— start of Stored records —

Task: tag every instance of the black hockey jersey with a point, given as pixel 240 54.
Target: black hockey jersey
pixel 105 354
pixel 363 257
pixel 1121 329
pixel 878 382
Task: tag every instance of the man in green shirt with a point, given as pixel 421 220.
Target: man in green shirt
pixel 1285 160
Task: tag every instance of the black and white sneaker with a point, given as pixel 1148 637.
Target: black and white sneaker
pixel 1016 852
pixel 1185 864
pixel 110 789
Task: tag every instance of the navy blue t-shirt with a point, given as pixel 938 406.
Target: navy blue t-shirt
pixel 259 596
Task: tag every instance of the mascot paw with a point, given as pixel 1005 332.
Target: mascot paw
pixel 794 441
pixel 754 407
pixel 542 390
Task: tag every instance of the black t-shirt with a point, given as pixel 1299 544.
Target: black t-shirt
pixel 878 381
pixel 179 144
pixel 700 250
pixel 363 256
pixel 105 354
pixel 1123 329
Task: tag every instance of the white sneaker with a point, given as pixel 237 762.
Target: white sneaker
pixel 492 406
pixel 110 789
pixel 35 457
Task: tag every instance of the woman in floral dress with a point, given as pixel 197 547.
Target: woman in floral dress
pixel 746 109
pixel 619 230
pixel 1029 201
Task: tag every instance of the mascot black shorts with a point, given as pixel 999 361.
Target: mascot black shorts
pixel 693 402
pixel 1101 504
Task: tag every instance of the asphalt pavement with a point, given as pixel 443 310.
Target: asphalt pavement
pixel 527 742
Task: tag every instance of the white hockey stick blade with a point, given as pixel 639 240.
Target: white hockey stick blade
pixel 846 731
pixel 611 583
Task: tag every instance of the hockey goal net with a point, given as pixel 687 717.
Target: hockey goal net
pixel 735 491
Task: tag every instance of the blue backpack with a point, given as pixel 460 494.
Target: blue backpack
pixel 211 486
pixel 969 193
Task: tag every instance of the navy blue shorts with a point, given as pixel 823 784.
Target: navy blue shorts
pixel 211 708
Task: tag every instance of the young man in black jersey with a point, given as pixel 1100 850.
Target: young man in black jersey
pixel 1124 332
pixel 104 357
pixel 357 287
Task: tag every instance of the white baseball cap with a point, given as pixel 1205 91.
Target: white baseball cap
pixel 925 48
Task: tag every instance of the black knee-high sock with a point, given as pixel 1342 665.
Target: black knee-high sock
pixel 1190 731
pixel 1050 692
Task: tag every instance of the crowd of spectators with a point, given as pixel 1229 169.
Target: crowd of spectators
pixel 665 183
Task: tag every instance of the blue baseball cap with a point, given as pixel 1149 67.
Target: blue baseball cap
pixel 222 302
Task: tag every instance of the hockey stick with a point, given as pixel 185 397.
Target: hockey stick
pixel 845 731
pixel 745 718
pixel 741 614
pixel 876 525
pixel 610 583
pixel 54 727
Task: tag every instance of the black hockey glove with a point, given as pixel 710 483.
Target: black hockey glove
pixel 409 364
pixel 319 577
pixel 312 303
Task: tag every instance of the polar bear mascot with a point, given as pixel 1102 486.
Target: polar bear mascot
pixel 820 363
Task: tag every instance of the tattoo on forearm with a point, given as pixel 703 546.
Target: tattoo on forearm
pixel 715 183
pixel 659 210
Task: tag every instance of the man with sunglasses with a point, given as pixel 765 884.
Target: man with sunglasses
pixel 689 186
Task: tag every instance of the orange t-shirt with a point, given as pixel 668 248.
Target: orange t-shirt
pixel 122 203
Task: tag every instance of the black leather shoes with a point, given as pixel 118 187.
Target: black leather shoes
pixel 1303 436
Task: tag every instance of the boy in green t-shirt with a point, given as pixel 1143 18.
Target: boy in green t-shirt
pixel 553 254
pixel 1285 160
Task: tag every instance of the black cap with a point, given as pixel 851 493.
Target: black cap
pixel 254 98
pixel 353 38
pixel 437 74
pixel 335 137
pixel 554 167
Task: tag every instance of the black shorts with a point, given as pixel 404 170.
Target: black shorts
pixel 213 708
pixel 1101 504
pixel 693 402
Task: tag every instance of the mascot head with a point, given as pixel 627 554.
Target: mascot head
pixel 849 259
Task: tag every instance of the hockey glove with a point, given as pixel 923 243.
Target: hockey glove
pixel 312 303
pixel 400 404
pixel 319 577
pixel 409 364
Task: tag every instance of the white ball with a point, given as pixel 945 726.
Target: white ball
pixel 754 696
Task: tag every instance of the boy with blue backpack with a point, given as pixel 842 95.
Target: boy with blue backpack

— end of Stored records —

Output all of the lines above with no changes.

Task: tag every instance of the black hockey jersey with a point, given as pixel 240 54.
Target: black hockey jersey
pixel 105 354
pixel 363 257
pixel 1121 329
pixel 878 382
Task: tag every instance of the man in green shirt with a point, given as pixel 421 220.
Target: man in green shirt
pixel 1285 160
Task: tag every instance of the black and white sneaker with a point, given as pixel 1148 637.
Target: black and white sneaker
pixel 1016 852
pixel 1185 864
pixel 110 789
Task: tag every instance of the navy blue t-shirt with a point, given as pixel 938 406.
Target: navy blue t-shirt
pixel 259 596
Task: tag every instance of the mascot paw with a point, given as pixel 1005 332.
Target: mascot paw
pixel 794 441
pixel 754 407
pixel 542 390
Task: tag every instance of the black t-shirt with a point, given as pixel 1299 544.
Target: black t-shirt
pixel 878 381
pixel 179 144
pixel 700 250
pixel 363 256
pixel 105 354
pixel 1123 329
Task: tag every instance of the white sneaker with a point, given as pixel 237 762.
Target: white sneaker
pixel 492 406
pixel 110 789
pixel 35 457
Task: tag every instance of the woman in floral dress with a point, given as pixel 197 547.
Target: woman in floral dress
pixel 746 109
pixel 619 230
pixel 1029 201
Task: tag every instance of the mascot black shorts with a point, given as pixel 999 361.
Target: mascot black shorts
pixel 693 402
pixel 1101 504
Task: tag every instance of the asphalt pavement with a point, given as pixel 443 310.
Target: asphalt pavement
pixel 527 742
Task: tag every instance of the white hockey stick blade with a point, given as pixel 639 240.
Target: white hockey stick blade
pixel 846 731
pixel 611 583
Task: tag every instance of the hockey goal net with a point, given as pixel 687 717.
Target: hockey goal net
pixel 735 491
Task: tag every instance of the blue backpack with a point, given as pixel 460 494.
Target: blue backpack
pixel 211 486
pixel 969 193
Task: tag every instance of the navy blue shorts with a point, given as pixel 823 784.
Target: navy blue shorts
pixel 211 708
Task: tag every instance of the young man in black jersey with a point, given as pixel 1100 850.
Target: young man in black jersey
pixel 1124 332
pixel 104 357
pixel 357 287
Task: tag every instance of the white baseball cap with a point, given as pixel 1205 91.
Target: white baseball cap
pixel 925 48
Task: tag every instance of the black knee-high sock with a point, given as pixel 1342 665.
Target: black knee-high sock
pixel 1190 731
pixel 1050 692
Task: tag every instance of the crowd of spectators with a point, given as pixel 1229 169.
Target: crowd of spectators
pixel 665 183
Task: tag every instance of the blue baseball cap with a point, given as pixel 1149 67.
Target: blue baseball cap
pixel 222 302
Task: tag every instance of the hockey stick with a point, given as pixel 185 397.
Target: hockey stick
pixel 845 731
pixel 745 718
pixel 741 614
pixel 876 525
pixel 610 583
pixel 54 727
Task: tag every instance of the black hockey glove with a point, given as pixel 710 483.
Target: black hockey glove
pixel 409 364
pixel 319 577
pixel 312 303
Task: tag every instance of the polar bear mascot with a point, given as pixel 1102 486.
Target: polar bear mascot
pixel 820 363
Task: tag every instance of the tattoo on forearm with a point, given as pixel 703 546.
Target: tattoo on forearm
pixel 715 183
pixel 659 210
Task: tag every instance of the man with sunglasses with a point, given as pixel 765 884.
Target: man with sunglasses
pixel 689 186
Task: tag every instance of the orange t-shirt with a point, given as pixel 668 248.
Target: orange t-shirt
pixel 122 203
Task: tag every instance of the black leather shoes with a point, given as pixel 118 187.
Target: black leather shoes
pixel 1303 436
Task: tag every instance of the boy in green t-shirt with a point, given as pixel 1143 18.
Target: boy in green t-shirt
pixel 553 254
pixel 1285 160
Task: tag every instance of the black cap with a point, given as pixel 851 493.
Target: black cap
pixel 254 98
pixel 353 38
pixel 437 74
pixel 335 137
pixel 554 167
Task: tag every instance of the black shorts with a point, given as pixel 404 170.
Target: black shorts
pixel 213 708
pixel 1101 504
pixel 693 402
Task: tag every instance of the mascot head with a point, given as pixel 627 554.
Target: mascot head
pixel 849 259
Task: tag every instance of the hockey glove with a point, given as pixel 923 243.
Target: hockey glove
pixel 312 303
pixel 400 404
pixel 319 577
pixel 409 364
Task: tag every instance of the white ball with a point, given as pixel 945 726.
Target: white ball
pixel 754 696
Task: tag every instance of the boy with blue backpack with a point, given as pixel 842 95.
Target: boy with blue backpack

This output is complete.